TASK INSTRUCTIONS:
**a)** In the page on models, which key sets the selected model as the user-wide default?
**b)** From the page on models, reproduce the text starting at "Precedence, highest first: the" and ending at "user-global .env (configuration).".

TEXT SEGMENT:
┌────────
Skip to content

Models

jutul-agent treats models as opaque provider:model strings resolved by LangChain's init_chat_model. Adding a new model is configuration, not a code change.

Selection

Precedence, highest first: the --model flag, the workspace config, the user config, $JUTUL_AGENT_MODEL, the built-in default.

In the TUI, /model opens the selector: bundled OpenAI, Anthropic, Google, and Ollama entries, your recently used models, and a free-text field for any provider:model LangChain supports. Enter saves the choice for this workspace, and Ctrl+A makes it the user-wide default. Switching mid-session rebuilds the agent on the same conversation (see context handling).

Providers beyond the bundled four work once their LangChain package is installed (for example uv add langchain-openrouter), and jutul-agent names the exact package when it is missing. API keys are prompted for on first use and stored in the user-global .env (configuration).

What the harness asks of a model

The agent is tool-driven: every Julia evaluation, file edit, and plot is a tool call, often ten or more per task. Models therefore need solid tool calling, and weaker models fail in characteristic ways: skipping tools and answering from memory, or calling a tool with malformed arguments. The bench's trajectory scorers exist to catch exactly this, and the canary suite is the quick way to qualify a new model (evaluation).

Reasoning

Models that can reason get it requested explicitly, because the provider defaults hide it or skip it: recent OpenAI reasoning models default to effort none (they do not reason at all), and Anthropic's extended thinking is off without a budget. The builder asks the model's bundled profile (BaseChatModel.profile) whether it reasons and then enables, per provider:

  • OpenAI: reasoning={"effort": "medium", "summary": "auto"}. The model reasons when a task warrants it and the summary streams into the TUI's reasoning card while it thinks. The -chat hybrids, which reject the effort parameter, are excluded by the same profile data (they keep temperature support; true reasoning models do not).
└────────
INFORMATION PROVIDED:
┌────────
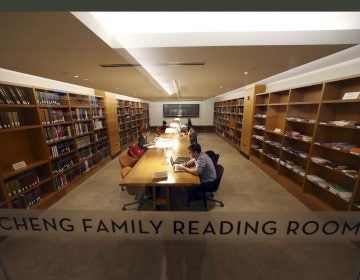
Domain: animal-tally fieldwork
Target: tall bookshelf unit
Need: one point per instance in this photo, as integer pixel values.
(228, 117)
(308, 139)
(60, 136)
(133, 118)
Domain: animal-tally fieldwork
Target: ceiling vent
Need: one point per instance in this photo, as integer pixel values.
(154, 64)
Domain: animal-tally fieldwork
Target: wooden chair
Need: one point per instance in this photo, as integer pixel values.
(125, 171)
(142, 196)
(207, 190)
(126, 163)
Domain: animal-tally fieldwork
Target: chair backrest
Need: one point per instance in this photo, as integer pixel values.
(213, 186)
(126, 160)
(135, 152)
(214, 157)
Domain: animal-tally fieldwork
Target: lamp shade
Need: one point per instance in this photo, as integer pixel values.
(170, 130)
(164, 143)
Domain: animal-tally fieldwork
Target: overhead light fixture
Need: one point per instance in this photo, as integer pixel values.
(204, 28)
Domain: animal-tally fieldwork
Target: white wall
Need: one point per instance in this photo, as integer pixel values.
(342, 70)
(337, 66)
(21, 79)
(206, 112)
(26, 80)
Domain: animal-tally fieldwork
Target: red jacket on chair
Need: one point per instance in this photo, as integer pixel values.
(135, 151)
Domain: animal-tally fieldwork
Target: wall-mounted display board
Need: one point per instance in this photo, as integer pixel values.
(308, 139)
(133, 118)
(181, 110)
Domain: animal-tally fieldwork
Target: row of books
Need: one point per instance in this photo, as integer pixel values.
(355, 124)
(336, 166)
(85, 153)
(97, 113)
(98, 124)
(272, 156)
(85, 166)
(61, 164)
(9, 120)
(258, 126)
(100, 134)
(61, 148)
(55, 133)
(13, 95)
(301, 120)
(258, 137)
(22, 182)
(232, 110)
(94, 101)
(261, 116)
(51, 116)
(83, 141)
(295, 152)
(27, 200)
(273, 143)
(342, 146)
(79, 114)
(65, 178)
(81, 128)
(103, 154)
(48, 98)
(331, 187)
(297, 135)
(257, 148)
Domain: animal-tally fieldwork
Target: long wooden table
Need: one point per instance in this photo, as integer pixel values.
(142, 174)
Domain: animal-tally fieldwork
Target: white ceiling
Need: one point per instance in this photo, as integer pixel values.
(60, 46)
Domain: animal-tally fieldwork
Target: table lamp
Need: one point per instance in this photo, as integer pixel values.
(164, 143)
(170, 130)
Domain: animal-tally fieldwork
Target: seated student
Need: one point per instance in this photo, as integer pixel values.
(189, 124)
(161, 130)
(192, 135)
(143, 141)
(200, 165)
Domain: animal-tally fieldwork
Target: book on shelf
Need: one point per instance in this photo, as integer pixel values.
(351, 95)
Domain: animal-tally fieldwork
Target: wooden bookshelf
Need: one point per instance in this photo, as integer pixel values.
(133, 118)
(228, 120)
(51, 126)
(310, 136)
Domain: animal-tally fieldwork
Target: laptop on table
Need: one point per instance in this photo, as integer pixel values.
(181, 160)
(176, 167)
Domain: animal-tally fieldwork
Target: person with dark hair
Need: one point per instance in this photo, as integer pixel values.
(192, 135)
(200, 165)
(142, 140)
(161, 130)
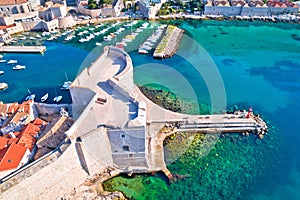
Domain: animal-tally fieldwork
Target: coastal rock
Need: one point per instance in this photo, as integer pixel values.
(110, 196)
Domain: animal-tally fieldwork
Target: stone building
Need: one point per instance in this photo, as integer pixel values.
(249, 8)
(9, 7)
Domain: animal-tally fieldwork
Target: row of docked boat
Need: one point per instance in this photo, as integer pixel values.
(129, 38)
(3, 86)
(152, 40)
(44, 97)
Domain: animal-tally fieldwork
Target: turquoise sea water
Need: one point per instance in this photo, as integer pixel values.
(259, 67)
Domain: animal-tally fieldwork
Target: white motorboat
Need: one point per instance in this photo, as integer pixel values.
(12, 62)
(107, 38)
(57, 99)
(3, 86)
(66, 85)
(18, 67)
(30, 97)
(45, 97)
(45, 33)
(142, 51)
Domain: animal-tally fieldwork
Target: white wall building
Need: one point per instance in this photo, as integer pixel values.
(9, 7)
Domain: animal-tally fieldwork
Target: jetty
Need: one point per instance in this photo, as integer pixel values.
(116, 129)
(22, 49)
(169, 43)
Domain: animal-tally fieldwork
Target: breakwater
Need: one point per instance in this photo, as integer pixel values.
(169, 43)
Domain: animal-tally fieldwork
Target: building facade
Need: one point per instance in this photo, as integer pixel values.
(9, 7)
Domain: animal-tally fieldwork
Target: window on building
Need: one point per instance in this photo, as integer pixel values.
(126, 148)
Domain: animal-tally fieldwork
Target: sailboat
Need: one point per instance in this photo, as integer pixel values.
(57, 98)
(30, 97)
(67, 84)
(45, 97)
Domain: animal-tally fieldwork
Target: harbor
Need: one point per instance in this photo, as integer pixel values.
(22, 49)
(143, 135)
(244, 152)
(169, 44)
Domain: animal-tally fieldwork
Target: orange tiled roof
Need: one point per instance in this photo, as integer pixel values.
(25, 106)
(5, 27)
(23, 112)
(11, 156)
(13, 108)
(39, 122)
(10, 2)
(3, 142)
(3, 108)
(28, 136)
(6, 141)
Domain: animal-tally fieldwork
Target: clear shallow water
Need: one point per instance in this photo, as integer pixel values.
(259, 66)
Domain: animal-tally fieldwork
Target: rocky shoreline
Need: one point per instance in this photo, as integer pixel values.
(170, 43)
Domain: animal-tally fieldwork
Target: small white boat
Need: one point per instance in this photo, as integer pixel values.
(45, 33)
(12, 62)
(107, 38)
(143, 51)
(57, 99)
(45, 97)
(68, 38)
(18, 67)
(30, 97)
(66, 85)
(3, 86)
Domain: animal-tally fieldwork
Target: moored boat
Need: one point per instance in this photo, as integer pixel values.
(45, 97)
(142, 51)
(30, 97)
(57, 99)
(3, 86)
(66, 85)
(12, 62)
(18, 67)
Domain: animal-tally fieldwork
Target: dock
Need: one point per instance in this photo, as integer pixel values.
(22, 49)
(117, 129)
(169, 43)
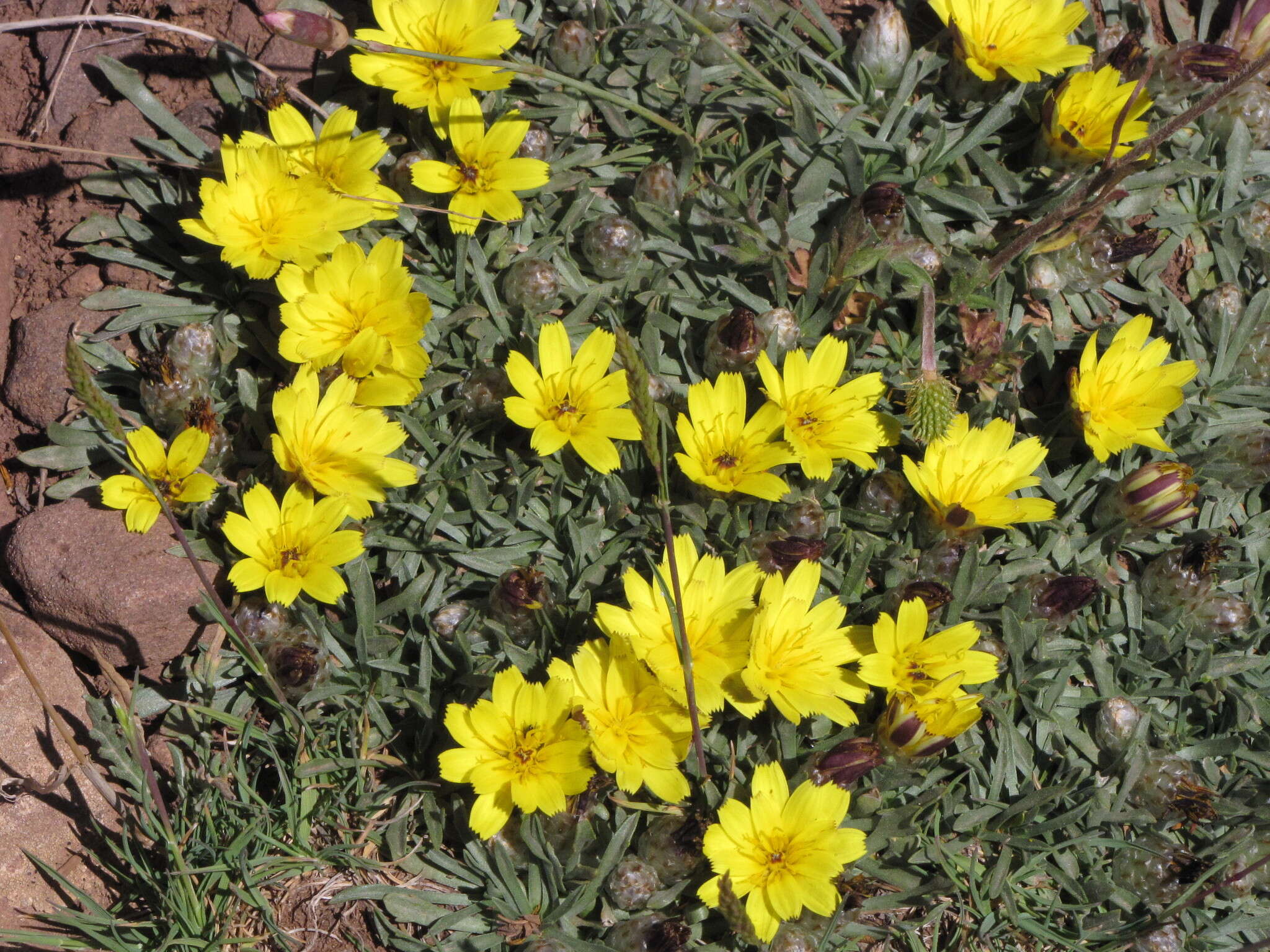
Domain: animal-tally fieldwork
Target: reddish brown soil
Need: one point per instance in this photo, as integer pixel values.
(40, 197)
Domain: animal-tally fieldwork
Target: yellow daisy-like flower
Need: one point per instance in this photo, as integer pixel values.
(726, 452)
(925, 723)
(783, 851)
(1082, 115)
(968, 475)
(342, 161)
(521, 748)
(905, 659)
(717, 615)
(263, 216)
(825, 421)
(171, 469)
(293, 547)
(797, 650)
(488, 174)
(1124, 397)
(572, 399)
(358, 310)
(448, 27)
(637, 731)
(1023, 37)
(335, 447)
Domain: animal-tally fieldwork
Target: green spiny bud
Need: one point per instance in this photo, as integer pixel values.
(884, 46)
(87, 390)
(931, 408)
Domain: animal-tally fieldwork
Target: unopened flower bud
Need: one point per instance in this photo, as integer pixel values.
(655, 186)
(1060, 597)
(1223, 302)
(933, 594)
(806, 518)
(483, 392)
(884, 46)
(1222, 615)
(883, 206)
(788, 552)
(1116, 725)
(613, 245)
(572, 48)
(309, 30)
(447, 619)
(846, 763)
(536, 143)
(1158, 495)
(531, 284)
(884, 494)
(917, 726)
(734, 342)
(781, 328)
(930, 405)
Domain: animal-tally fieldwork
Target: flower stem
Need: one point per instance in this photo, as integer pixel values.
(373, 46)
(1110, 174)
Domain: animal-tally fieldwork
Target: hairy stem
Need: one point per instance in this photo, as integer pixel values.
(1113, 173)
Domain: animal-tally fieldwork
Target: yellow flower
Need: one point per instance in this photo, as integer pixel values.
(343, 162)
(518, 749)
(447, 27)
(726, 452)
(781, 851)
(825, 421)
(488, 174)
(1124, 397)
(717, 611)
(358, 310)
(905, 659)
(263, 216)
(573, 400)
(171, 470)
(968, 475)
(925, 723)
(1081, 117)
(797, 650)
(291, 549)
(1023, 37)
(333, 446)
(637, 731)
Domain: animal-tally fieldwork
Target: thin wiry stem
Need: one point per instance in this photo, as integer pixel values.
(122, 19)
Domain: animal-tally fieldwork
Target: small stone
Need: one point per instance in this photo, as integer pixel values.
(92, 584)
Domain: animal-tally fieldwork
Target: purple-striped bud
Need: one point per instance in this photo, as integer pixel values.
(923, 725)
(846, 763)
(310, 30)
(1158, 495)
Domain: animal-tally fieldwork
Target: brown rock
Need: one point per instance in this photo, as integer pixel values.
(36, 385)
(54, 827)
(91, 583)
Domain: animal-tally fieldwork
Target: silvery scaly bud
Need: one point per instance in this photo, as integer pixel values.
(884, 46)
(781, 328)
(1158, 495)
(447, 619)
(1116, 725)
(572, 48)
(846, 763)
(309, 30)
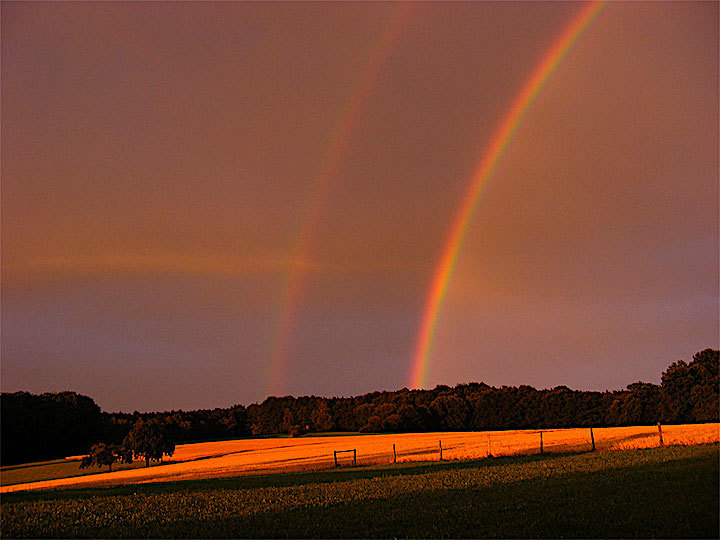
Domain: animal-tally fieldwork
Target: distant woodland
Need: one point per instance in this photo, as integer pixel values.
(55, 425)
└────────
ANSWERS IN ORDER:
**a)** Ctrl+A

**b)**
Precedence, highest first: the --model flag, the workspace config, the user config, $JUTUL_AGENT_MODEL, the built-in default.

In the TUI, /model opens the selector: bundled OpenAI, Anthropic, Google, and Ollama entries, your recently used models, and a free-text field for any provider:model LangChain supports. Enter saves the choice for this workspace, and Ctrl+A makes it the user-wide default. Switching mid-session rebuilds the agent on the same conversation (see context handling).

Providers beyond the bundled four work once their LangChain package is installed (for example uv add langchain-openrouter), and jutul-agent names the exact package when it is missing. API keys are prompted for on first use and stored in the user-global .env (configuration).